■ WHAT IS ASKED ■
Reproduce the records from the line containing "Could you put a marker on each instance of the turquoise" through the line containing "point(494, 246)", replacing "marker" with "pin" throughout and leaving everything else unchanged.

★ ★ ★

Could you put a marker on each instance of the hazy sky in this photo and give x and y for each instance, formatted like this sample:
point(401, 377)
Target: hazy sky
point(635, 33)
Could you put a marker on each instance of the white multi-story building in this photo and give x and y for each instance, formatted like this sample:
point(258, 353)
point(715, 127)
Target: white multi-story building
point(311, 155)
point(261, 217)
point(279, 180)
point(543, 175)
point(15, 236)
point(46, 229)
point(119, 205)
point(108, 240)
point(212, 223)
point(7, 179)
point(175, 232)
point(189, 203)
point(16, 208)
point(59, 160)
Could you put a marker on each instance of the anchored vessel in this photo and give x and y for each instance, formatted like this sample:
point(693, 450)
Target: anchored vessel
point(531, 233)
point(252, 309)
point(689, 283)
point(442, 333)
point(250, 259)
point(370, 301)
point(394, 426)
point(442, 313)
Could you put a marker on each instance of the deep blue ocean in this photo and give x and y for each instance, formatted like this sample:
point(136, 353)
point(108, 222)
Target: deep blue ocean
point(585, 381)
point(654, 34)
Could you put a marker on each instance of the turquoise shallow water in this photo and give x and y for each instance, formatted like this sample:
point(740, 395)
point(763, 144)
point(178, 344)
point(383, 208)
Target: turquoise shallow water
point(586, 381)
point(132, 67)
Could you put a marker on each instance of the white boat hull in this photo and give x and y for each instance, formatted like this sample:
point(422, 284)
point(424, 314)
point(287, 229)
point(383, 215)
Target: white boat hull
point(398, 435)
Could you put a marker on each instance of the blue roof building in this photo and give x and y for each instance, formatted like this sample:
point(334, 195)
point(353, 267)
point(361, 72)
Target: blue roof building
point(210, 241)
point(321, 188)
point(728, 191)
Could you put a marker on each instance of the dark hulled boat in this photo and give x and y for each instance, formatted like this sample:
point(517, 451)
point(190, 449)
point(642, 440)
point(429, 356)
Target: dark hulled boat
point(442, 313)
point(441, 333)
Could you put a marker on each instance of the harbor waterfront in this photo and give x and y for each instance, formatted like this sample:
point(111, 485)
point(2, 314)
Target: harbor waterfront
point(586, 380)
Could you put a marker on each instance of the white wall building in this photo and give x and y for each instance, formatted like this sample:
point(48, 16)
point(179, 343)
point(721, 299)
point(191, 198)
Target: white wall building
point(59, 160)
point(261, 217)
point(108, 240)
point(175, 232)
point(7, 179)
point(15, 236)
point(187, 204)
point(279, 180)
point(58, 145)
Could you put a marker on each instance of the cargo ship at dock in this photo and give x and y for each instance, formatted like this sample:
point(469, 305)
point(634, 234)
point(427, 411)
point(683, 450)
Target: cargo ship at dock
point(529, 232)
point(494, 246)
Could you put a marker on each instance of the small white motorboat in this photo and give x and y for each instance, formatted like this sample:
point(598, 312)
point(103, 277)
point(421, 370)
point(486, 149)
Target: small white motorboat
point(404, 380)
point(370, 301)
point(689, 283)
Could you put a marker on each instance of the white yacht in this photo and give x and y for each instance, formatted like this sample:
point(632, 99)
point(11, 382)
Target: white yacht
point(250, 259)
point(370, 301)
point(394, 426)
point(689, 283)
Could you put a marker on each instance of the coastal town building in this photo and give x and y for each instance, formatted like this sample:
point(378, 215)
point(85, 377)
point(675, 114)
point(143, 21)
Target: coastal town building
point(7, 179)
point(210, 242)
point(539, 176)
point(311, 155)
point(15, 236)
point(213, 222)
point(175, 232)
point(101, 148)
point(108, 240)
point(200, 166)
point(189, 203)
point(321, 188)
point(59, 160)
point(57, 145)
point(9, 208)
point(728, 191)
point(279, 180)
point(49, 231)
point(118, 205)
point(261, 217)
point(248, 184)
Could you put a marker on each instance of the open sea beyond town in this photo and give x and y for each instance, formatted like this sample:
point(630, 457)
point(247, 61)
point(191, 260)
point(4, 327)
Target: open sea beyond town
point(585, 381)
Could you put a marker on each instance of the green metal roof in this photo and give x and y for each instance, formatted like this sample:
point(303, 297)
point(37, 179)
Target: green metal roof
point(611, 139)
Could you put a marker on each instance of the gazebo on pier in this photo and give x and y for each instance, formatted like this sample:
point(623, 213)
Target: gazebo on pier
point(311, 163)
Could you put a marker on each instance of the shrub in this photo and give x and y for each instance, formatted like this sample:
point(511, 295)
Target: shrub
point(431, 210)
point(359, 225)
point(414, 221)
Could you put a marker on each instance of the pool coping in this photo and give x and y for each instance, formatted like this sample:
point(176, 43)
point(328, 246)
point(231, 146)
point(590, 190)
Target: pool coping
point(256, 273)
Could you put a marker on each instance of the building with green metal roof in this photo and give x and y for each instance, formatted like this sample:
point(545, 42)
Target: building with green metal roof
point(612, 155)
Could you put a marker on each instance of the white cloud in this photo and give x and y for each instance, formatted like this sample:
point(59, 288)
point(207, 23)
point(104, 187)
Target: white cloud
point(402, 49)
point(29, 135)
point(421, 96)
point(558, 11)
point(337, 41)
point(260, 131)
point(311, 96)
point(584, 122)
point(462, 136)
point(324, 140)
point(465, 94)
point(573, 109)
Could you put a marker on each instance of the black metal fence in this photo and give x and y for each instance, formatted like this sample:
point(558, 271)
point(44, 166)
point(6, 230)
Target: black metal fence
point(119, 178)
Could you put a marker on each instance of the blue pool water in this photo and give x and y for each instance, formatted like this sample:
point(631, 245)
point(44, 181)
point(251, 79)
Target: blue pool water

★ ★ ★

■ OUTPUT OF THE EXERCISE ■
Could you put a pin on each instance of the turquoise shallow water in this photo and give x and y for each instance, formatted like this sample:
point(740, 395)
point(763, 144)
point(178, 344)
point(383, 208)
Target: turquoise shallow water
point(586, 381)
point(132, 67)
Could you put a pin on each instance of the white boat hull in this photo and give x and y for each instance, formatted like this sample:
point(422, 284)
point(424, 314)
point(287, 229)
point(383, 215)
Target: white boat hull
point(398, 435)
Could you put a pin on each instance of the blue roof building in this photo and give x and y for each instance, formatted like this sample:
point(334, 195)
point(353, 267)
point(361, 72)
Target: blue roof building
point(210, 241)
point(321, 188)
point(728, 191)
Could you put a pin on each instance of the dark hulled boat in this photo and give x and y for each instance, formatted like this sample:
point(517, 451)
point(190, 449)
point(642, 440)
point(429, 356)
Target: dark hulled boat
point(442, 313)
point(441, 333)
Could you put a pin on each instance of the harbor waterfront in this photo and give x and y for each instance, formatted like this sample:
point(111, 485)
point(2, 314)
Target: harbor waterfront
point(586, 380)
Could you put a pin on each instance of the white wall building in this photo and give x and y for each instance, formatted like this sample:
point(48, 16)
point(179, 343)
point(721, 299)
point(191, 198)
Target: white wall building
point(59, 160)
point(261, 217)
point(108, 240)
point(175, 232)
point(7, 179)
point(15, 236)
point(187, 204)
point(279, 180)
point(58, 145)
Could you put a pin on each instance of the cargo ship at dock in this photo and give x and y for each instance, formatted like this sample:
point(469, 305)
point(634, 234)
point(427, 411)
point(683, 450)
Target: cargo ship at dock
point(529, 232)
point(494, 246)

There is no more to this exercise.